**WHAT IS REQUIRED:**
Reproduce the listing below word for word, leaving out the pictures.

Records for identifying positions
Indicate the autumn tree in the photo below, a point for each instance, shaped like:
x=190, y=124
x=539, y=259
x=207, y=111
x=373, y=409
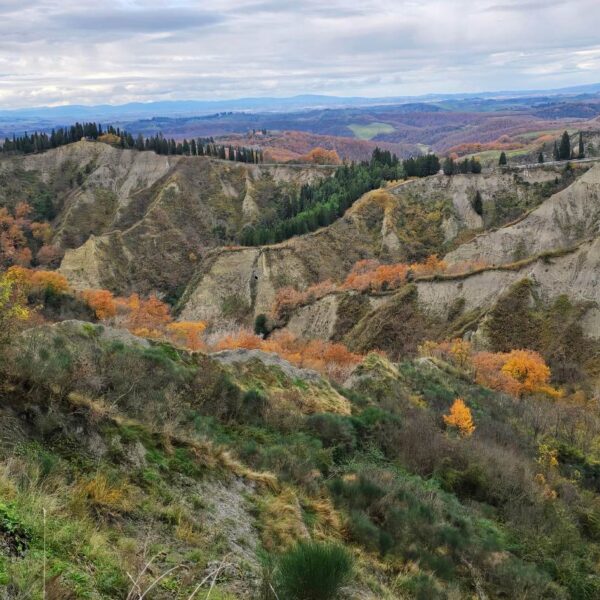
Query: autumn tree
x=145, y=317
x=188, y=333
x=460, y=417
x=529, y=369
x=13, y=305
x=102, y=302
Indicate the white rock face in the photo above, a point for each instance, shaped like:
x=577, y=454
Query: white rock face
x=576, y=274
x=564, y=220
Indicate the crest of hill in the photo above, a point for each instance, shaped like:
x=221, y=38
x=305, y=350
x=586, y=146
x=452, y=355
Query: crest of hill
x=138, y=221
x=406, y=222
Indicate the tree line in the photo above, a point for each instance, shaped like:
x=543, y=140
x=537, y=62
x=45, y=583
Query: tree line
x=452, y=167
x=320, y=204
x=41, y=141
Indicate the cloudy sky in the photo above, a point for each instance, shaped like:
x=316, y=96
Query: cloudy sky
x=110, y=51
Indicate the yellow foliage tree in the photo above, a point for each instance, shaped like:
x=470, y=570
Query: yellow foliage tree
x=12, y=305
x=460, y=417
x=529, y=369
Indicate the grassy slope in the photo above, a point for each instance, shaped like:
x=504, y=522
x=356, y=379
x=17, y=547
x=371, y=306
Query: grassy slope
x=368, y=132
x=131, y=466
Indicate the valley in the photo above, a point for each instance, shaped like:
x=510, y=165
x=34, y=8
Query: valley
x=414, y=384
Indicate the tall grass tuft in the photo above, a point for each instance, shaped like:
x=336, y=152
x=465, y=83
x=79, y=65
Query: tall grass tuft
x=313, y=571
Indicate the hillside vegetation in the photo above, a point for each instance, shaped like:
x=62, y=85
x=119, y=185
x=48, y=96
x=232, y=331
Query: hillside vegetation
x=396, y=405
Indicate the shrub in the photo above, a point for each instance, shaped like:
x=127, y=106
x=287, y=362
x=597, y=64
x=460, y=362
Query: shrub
x=260, y=325
x=313, y=571
x=333, y=430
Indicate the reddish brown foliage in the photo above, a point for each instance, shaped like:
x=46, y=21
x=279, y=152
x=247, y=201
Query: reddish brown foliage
x=517, y=372
x=333, y=360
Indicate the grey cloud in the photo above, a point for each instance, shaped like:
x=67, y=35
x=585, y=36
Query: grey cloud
x=86, y=51
x=136, y=21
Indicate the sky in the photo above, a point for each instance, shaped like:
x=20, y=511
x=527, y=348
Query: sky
x=55, y=52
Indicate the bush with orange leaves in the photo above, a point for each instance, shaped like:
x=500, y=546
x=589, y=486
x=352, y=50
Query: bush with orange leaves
x=147, y=318
x=367, y=275
x=288, y=299
x=331, y=359
x=16, y=233
x=102, y=302
x=460, y=417
x=144, y=317
x=320, y=156
x=456, y=351
x=188, y=334
x=517, y=372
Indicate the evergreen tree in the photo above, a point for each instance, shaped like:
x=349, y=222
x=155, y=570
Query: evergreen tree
x=564, y=149
x=555, y=152
x=478, y=204
x=449, y=167
x=475, y=166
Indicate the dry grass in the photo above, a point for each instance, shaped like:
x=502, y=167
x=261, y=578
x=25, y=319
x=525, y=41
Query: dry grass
x=281, y=521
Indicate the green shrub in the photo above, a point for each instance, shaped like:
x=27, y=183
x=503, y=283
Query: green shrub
x=260, y=325
x=335, y=431
x=313, y=571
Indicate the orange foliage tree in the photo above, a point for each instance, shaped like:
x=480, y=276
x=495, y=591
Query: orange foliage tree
x=460, y=417
x=333, y=360
x=40, y=281
x=102, y=302
x=188, y=333
x=146, y=318
x=320, y=156
x=517, y=372
x=18, y=235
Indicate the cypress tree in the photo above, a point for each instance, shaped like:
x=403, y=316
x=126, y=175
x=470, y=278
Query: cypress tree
x=478, y=204
x=555, y=152
x=564, y=150
x=449, y=166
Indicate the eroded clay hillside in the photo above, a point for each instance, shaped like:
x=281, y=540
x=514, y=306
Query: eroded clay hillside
x=406, y=222
x=138, y=221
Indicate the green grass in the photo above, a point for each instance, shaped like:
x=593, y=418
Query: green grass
x=368, y=132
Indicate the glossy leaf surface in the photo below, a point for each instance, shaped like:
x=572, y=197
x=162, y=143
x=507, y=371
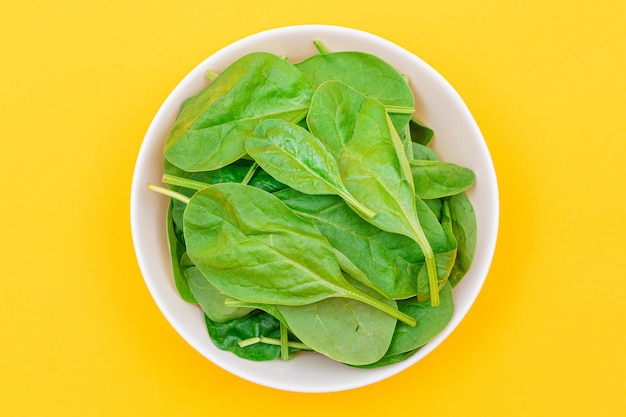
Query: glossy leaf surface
x=344, y=330
x=210, y=130
x=369, y=75
x=254, y=248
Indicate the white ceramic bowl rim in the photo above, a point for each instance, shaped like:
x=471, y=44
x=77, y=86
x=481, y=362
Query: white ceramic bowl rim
x=458, y=139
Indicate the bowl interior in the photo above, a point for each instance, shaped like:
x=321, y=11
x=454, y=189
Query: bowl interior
x=457, y=139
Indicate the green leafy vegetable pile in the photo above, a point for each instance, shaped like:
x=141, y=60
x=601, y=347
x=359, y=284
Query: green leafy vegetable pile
x=307, y=211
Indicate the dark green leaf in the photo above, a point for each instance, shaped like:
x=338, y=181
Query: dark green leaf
x=369, y=75
x=227, y=336
x=210, y=130
x=464, y=228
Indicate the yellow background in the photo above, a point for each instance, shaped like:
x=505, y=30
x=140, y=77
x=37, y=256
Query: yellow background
x=80, y=83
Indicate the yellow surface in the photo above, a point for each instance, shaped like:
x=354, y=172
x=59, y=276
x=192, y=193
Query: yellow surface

**TASK ANSWER:**
Indicate the autumn tree in the photo below, a point for each instance, shaped like:
x=190, y=124
x=539, y=259
x=207, y=111
x=373, y=409
Query: autumn tree
x=145, y=317
x=188, y=333
x=460, y=417
x=529, y=369
x=13, y=305
x=102, y=302
Indicate the white rock face in the photo above, a point for each instance, shaped like:
x=577, y=454
Query: white rock face
x=576, y=274
x=564, y=220
Indicate the crest of hill in the photo above, a point for each instance, shaped like:
x=221, y=38
x=305, y=350
x=586, y=146
x=452, y=355
Query: crest of hill
x=138, y=221
x=406, y=222
Indicate the tree line in the photo above, a point for each instance, shaped like:
x=543, y=140
x=537, y=62
x=45, y=583
Query: tree line
x=452, y=167
x=320, y=204
x=41, y=141
Indicate the cloudy sky in the photo above, a point for each instance, shaped like:
x=316, y=96
Query: cloudy sky
x=110, y=51
Indicate the yellow foliage tree in the photo above, a point for each instance, shaped like:
x=470, y=570
Query: yellow foliage tree
x=12, y=305
x=460, y=417
x=529, y=369
Indicate the grassy slope in the photo above, a point for each instance, shaped like:
x=504, y=522
x=356, y=379
x=17, y=547
x=371, y=306
Query: grassy slope
x=368, y=132
x=131, y=466
Indicate the valley in the photo above, a point for each instance, shaped like:
x=510, y=165
x=34, y=8
Query: valley
x=414, y=384
Indicate the tall grass tuft in the photo above, a point for each instance, shaped like:
x=336, y=152
x=465, y=83
x=79, y=65
Query: tall grass tuft
x=313, y=571
Indicate the hillside vegetation in the photo above, a point for each instance, shaped like:
x=62, y=85
x=119, y=185
x=48, y=96
x=232, y=331
Query: hillside vegetation
x=396, y=405
Indicate the shrub in the photo above, a point for each instance, shaped like:
x=127, y=106
x=287, y=362
x=597, y=64
x=460, y=362
Query: shrub
x=260, y=325
x=313, y=571
x=333, y=430
Indicate the reddish brown foliage in the photo above, a point for each instance, shaped like:
x=46, y=21
x=279, y=152
x=247, y=201
Query: reddish brown foliage
x=517, y=372
x=333, y=360
Indicate the grey cloud in the photo above, a point for each instance, shaped like:
x=67, y=35
x=585, y=36
Query: grey cloud
x=86, y=51
x=136, y=21
Indicate the sky in the photo above, a point for each instance, shaped like:
x=20, y=511
x=527, y=348
Query: sky
x=55, y=52
Indicate the bush with orange leaves in the photo above, a point for each instance, shaped like:
x=500, y=546
x=589, y=486
x=352, y=50
Query: bush with orange leaves
x=147, y=318
x=367, y=275
x=288, y=299
x=331, y=359
x=16, y=233
x=102, y=302
x=460, y=417
x=144, y=317
x=320, y=156
x=456, y=351
x=188, y=334
x=517, y=372
Indicate the evergreen tree in the photo above, a point for each instance, shaped like:
x=349, y=222
x=155, y=570
Query: evergreen tree
x=564, y=149
x=555, y=152
x=478, y=204
x=449, y=167
x=475, y=166
Indicate the dry grass in the photo above, a point for each instance, shaped like:
x=502, y=167
x=261, y=578
x=25, y=319
x=525, y=41
Query: dry grass
x=281, y=521
Indicate the green shrub in the photo above, a point for each instance, shaped like:
x=27, y=183
x=503, y=283
Query: green shrub
x=260, y=325
x=335, y=431
x=313, y=571
Indicate the orange foliage tree in the photo above, a point for each instance, shaped like:
x=480, y=276
x=495, y=591
Query: orange foliage tree
x=460, y=417
x=333, y=360
x=40, y=281
x=102, y=302
x=188, y=333
x=146, y=318
x=320, y=156
x=517, y=372
x=18, y=235
Indicate the cypress tree in the photo above, a point for each instance, shaped like:
x=403, y=316
x=126, y=175
x=470, y=278
Query: cypress tree
x=478, y=204
x=555, y=152
x=564, y=150
x=449, y=166
Indicate the eroded clay hillside in the photo above, a point for each instance, shaped like:
x=281, y=540
x=514, y=306
Query: eroded clay hillside
x=406, y=222
x=138, y=221
Indicate the green grass in the photo above, a point for each instance, shaped like:
x=593, y=418
Query: green grass
x=368, y=132
Indicate the glossy leaf surface in the photo below, a point for each instance, shaped like:
x=572, y=197
x=162, y=143
x=507, y=371
Query: glossy leaf surface
x=344, y=330
x=210, y=130
x=369, y=75
x=254, y=248
Indicate the white ceramic bowl rim in the photo above, a point for each instance, shaped like:
x=471, y=44
x=77, y=86
x=481, y=362
Query: white ceramic bowl rim
x=458, y=139
Indicate the bowl interior in the photo above, a point for each instance, shaped like:
x=321, y=11
x=454, y=189
Query: bowl interior
x=457, y=139
Indicate the green leafy vegetable pile in the photo above, a point for each instance, shaped like:
x=141, y=60
x=601, y=347
x=359, y=284
Query: green leafy vegetable pile
x=307, y=211
Indicate the dark green leaf in the photo above, a point for each instance, shaped like:
x=338, y=181
Query: dark green leaf
x=369, y=75
x=227, y=336
x=210, y=130
x=464, y=228
Indicate the yellow background in the photo above, a point for each instance, shaped like:
x=505, y=30
x=140, y=77
x=37, y=256
Query: yellow background
x=80, y=83
Indicate the yellow surface in the photo above, a point for each instance, shaped like:
x=354, y=172
x=59, y=276
x=192, y=193
Query: yellow surface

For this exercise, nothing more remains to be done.